A portion of a data file:
================================

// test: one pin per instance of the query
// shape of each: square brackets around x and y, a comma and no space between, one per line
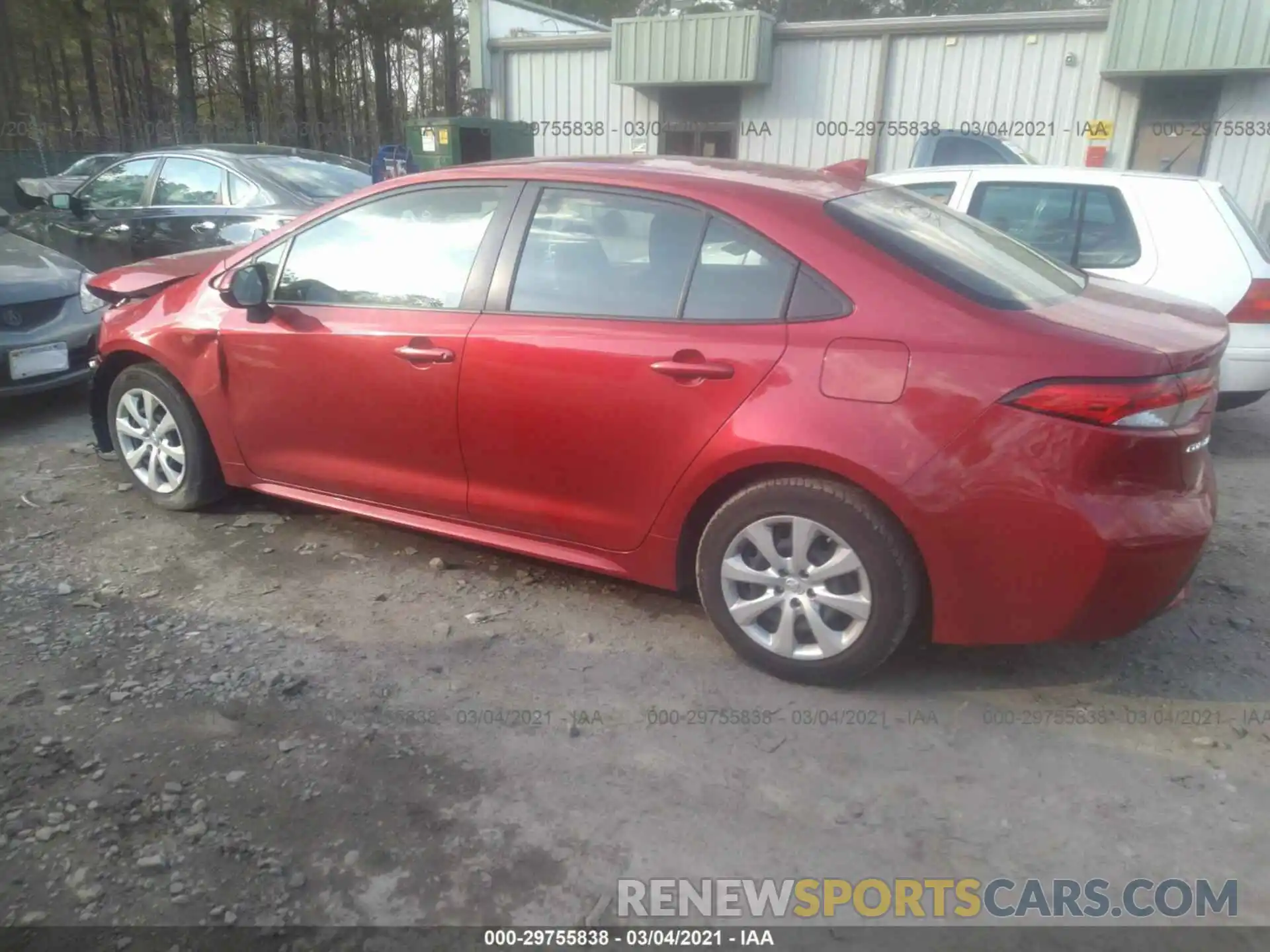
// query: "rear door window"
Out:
[966,150]
[955,251]
[1090,227]
[606,254]
[1037,214]
[189,182]
[738,277]
[1108,237]
[937,190]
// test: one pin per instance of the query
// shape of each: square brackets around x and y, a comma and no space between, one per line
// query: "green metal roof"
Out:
[715,48]
[1188,36]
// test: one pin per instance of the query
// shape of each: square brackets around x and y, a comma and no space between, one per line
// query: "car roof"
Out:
[239,150]
[667,173]
[1048,173]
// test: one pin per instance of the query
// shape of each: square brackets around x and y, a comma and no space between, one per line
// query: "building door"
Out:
[701,121]
[1173,124]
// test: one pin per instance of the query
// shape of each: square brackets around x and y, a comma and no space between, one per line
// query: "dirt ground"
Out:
[272,715]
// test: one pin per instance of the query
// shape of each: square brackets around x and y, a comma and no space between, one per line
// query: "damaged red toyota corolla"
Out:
[843,414]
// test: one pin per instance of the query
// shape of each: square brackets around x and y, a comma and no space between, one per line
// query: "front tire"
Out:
[160,440]
[808,579]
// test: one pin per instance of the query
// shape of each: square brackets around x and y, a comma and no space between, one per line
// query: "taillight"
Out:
[1255,306]
[1158,403]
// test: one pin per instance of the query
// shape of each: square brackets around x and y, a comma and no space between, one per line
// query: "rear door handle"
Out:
[695,370]
[425,354]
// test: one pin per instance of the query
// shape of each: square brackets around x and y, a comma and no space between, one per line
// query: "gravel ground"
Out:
[269,715]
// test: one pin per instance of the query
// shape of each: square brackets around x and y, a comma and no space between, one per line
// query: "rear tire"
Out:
[160,440]
[837,594]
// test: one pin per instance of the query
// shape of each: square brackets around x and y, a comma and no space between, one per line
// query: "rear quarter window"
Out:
[1246,222]
[974,260]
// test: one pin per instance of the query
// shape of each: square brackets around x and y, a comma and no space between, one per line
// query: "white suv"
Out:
[1170,233]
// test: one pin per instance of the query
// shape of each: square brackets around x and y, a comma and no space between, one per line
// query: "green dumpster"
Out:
[460,140]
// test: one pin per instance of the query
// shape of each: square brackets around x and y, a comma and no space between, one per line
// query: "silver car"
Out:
[48,319]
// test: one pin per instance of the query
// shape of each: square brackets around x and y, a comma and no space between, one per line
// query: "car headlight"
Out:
[89,301]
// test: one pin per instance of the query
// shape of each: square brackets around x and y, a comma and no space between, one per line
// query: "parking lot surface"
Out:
[267,714]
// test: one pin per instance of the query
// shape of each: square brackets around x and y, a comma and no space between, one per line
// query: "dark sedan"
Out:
[48,319]
[32,193]
[189,198]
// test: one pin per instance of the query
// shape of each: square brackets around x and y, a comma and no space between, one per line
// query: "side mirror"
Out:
[249,288]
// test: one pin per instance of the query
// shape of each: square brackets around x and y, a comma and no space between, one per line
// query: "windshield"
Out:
[958,252]
[314,178]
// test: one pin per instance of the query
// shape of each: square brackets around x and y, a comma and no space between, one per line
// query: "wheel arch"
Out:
[111,367]
[727,485]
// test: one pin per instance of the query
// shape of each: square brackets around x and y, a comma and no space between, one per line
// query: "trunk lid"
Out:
[146,278]
[1187,334]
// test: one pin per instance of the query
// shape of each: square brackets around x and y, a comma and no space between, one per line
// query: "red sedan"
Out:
[843,413]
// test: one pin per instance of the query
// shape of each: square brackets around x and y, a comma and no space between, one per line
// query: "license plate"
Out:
[36,361]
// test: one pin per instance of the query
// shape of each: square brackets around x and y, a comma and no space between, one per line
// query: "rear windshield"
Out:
[958,252]
[314,178]
[1260,243]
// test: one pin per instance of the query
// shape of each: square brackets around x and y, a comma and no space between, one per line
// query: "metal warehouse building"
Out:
[1142,84]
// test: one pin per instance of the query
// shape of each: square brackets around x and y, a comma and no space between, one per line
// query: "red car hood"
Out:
[145,278]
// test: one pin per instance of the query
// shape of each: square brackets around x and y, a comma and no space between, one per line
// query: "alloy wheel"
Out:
[795,587]
[150,441]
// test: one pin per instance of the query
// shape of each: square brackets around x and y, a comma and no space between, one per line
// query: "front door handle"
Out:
[695,370]
[425,354]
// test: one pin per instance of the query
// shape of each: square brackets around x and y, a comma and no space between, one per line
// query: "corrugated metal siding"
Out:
[1189,36]
[1005,79]
[813,83]
[708,48]
[559,85]
[1242,163]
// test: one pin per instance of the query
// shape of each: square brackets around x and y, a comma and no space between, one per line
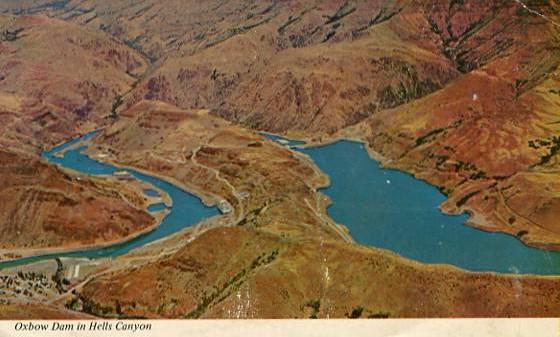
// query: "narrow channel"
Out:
[185,211]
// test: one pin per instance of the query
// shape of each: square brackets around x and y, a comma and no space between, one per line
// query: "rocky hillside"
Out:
[57,80]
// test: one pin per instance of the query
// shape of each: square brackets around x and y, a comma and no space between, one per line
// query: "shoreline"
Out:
[475,220]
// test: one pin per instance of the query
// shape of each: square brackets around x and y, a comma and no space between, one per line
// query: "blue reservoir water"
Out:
[160,206]
[151,193]
[392,210]
[186,210]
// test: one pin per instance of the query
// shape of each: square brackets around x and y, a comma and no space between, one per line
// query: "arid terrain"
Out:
[462,94]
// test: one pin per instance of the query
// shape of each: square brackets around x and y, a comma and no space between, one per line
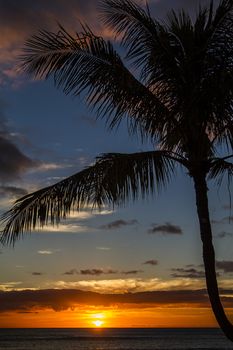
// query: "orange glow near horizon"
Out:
[98,320]
[127,316]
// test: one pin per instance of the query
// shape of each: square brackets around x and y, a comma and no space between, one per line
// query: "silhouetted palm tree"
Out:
[180,98]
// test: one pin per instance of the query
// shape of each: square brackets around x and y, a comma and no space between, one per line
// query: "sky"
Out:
[136,266]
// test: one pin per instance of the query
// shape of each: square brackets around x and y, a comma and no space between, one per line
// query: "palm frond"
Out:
[112,180]
[220,168]
[149,44]
[88,64]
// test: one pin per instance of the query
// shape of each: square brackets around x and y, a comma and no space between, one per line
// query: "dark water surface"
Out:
[113,339]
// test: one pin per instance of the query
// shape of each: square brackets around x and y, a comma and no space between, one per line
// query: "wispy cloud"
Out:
[152,262]
[131,272]
[225,265]
[124,285]
[71,272]
[187,273]
[6,286]
[12,191]
[224,234]
[45,252]
[97,272]
[166,229]
[60,299]
[118,224]
[103,248]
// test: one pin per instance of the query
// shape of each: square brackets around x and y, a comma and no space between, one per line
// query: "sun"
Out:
[98,323]
[98,320]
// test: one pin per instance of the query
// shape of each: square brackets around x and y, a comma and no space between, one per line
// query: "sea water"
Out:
[113,339]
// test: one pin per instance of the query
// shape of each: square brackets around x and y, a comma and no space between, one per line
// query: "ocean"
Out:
[113,339]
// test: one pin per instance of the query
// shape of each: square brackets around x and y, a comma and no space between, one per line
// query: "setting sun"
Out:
[98,319]
[98,323]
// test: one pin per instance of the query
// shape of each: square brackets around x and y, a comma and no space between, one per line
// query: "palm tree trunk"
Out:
[209,254]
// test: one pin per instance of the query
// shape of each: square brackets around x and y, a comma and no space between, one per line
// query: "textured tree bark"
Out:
[209,254]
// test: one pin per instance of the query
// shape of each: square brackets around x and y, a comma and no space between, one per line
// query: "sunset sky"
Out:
[137,266]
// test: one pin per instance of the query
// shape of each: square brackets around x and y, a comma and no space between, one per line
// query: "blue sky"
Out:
[45,136]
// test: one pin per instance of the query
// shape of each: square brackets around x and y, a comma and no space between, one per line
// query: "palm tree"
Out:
[180,98]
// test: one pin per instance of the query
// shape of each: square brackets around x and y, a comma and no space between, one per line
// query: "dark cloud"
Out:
[117,224]
[224,234]
[71,272]
[12,161]
[12,191]
[152,262]
[63,299]
[131,272]
[187,273]
[225,265]
[226,206]
[166,229]
[97,272]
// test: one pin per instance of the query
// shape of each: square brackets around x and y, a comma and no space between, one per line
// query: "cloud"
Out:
[60,299]
[20,20]
[187,273]
[12,191]
[224,234]
[124,285]
[225,265]
[71,272]
[103,248]
[152,262]
[131,272]
[97,272]
[118,224]
[45,252]
[166,229]
[12,161]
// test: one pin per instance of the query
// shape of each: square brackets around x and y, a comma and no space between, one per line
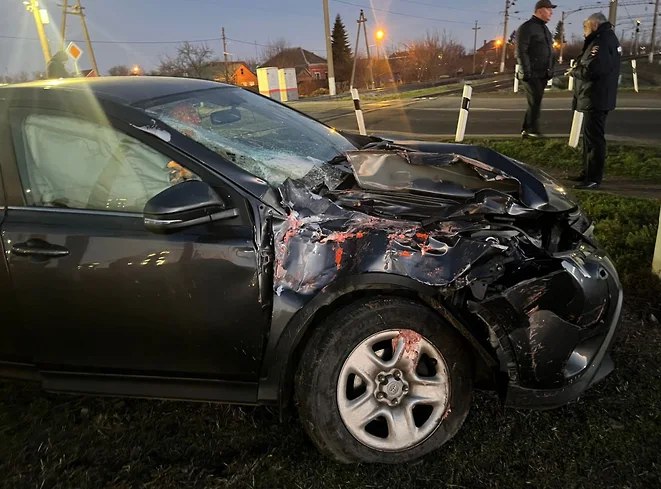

================================

Show every line in the listing that contains the word "building".

// query: "building door"
// query: "metal warehouse building"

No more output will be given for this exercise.